Available data Block Start
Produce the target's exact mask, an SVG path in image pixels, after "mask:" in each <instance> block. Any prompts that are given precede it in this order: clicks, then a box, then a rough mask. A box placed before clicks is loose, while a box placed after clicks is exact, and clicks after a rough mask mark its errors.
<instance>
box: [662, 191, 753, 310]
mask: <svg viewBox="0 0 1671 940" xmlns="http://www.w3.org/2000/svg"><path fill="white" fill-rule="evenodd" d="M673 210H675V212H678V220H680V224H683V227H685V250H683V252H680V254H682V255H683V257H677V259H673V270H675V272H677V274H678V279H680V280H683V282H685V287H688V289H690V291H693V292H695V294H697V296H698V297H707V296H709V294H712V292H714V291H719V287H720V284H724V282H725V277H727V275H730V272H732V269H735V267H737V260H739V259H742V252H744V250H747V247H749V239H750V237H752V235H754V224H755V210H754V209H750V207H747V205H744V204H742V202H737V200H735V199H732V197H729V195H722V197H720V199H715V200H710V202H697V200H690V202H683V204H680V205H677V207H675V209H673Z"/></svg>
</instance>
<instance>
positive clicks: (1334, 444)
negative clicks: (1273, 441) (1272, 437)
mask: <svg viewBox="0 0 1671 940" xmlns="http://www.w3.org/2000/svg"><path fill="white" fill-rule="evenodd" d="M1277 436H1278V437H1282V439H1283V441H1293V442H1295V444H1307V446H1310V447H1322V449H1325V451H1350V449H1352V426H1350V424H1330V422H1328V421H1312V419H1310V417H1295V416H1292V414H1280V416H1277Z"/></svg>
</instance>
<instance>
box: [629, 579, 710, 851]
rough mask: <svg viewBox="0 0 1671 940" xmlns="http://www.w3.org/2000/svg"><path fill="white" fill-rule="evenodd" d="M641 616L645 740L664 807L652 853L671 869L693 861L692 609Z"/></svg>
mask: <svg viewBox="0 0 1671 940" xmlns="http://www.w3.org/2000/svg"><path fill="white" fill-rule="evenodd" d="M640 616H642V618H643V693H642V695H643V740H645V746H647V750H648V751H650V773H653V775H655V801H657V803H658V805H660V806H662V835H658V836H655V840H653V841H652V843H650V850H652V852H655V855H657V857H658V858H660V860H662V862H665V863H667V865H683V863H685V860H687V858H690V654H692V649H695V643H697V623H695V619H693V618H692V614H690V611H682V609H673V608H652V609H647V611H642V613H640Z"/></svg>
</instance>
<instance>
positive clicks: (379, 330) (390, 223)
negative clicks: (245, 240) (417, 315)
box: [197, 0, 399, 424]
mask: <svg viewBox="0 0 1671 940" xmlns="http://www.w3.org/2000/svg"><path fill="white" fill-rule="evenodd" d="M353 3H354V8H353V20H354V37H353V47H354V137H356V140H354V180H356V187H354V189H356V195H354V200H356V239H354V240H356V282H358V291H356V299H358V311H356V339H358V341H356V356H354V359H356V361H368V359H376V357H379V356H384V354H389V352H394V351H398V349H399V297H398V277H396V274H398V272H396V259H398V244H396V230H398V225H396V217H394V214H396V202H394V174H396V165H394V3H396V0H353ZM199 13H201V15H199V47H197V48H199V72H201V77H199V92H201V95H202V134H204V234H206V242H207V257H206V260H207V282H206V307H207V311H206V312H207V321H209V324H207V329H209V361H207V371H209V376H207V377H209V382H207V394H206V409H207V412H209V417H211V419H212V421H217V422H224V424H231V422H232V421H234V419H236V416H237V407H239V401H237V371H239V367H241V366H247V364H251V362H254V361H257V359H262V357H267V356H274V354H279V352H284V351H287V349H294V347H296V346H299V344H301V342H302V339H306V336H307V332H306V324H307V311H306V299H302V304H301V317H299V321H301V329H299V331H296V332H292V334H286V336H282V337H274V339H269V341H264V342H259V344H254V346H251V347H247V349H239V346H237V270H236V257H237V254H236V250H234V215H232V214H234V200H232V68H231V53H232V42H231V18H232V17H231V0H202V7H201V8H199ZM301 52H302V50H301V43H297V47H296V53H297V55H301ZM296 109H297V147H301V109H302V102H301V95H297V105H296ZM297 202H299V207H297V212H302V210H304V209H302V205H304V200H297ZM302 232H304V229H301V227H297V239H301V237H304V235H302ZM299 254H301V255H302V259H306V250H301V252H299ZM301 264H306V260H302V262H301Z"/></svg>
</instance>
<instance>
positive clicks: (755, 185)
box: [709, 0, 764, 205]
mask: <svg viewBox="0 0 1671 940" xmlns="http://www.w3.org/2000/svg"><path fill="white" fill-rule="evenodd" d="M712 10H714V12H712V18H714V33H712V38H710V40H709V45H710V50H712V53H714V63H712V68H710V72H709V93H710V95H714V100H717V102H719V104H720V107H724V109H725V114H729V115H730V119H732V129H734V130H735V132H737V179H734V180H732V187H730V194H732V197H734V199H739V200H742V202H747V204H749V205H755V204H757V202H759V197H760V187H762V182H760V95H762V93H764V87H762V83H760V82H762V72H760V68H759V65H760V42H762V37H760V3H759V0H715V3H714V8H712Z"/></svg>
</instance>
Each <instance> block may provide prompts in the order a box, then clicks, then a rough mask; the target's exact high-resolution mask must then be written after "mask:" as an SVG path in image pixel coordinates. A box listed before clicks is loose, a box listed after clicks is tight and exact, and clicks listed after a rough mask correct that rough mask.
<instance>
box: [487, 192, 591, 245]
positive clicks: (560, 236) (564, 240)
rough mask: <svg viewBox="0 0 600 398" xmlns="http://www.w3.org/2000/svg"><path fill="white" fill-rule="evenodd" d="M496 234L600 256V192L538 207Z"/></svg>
Available data Block End
Retype the part of the material that opens at its first line and closes with the line containing "box: [662, 191, 753, 310]", with both of those lines included and every character reproduced unchanged.

Produce the target's exact mask, an SVG path in image pixels, after "mask:" in each <instance> block. Any prompts that are given precede it in this order: clicks, then a box, then a rough mask. A box placed before clicks is loose, while a box placed after clicks is exact, and clicks after a rough mask mark its errors.
<instance>
box: [662, 191, 753, 310]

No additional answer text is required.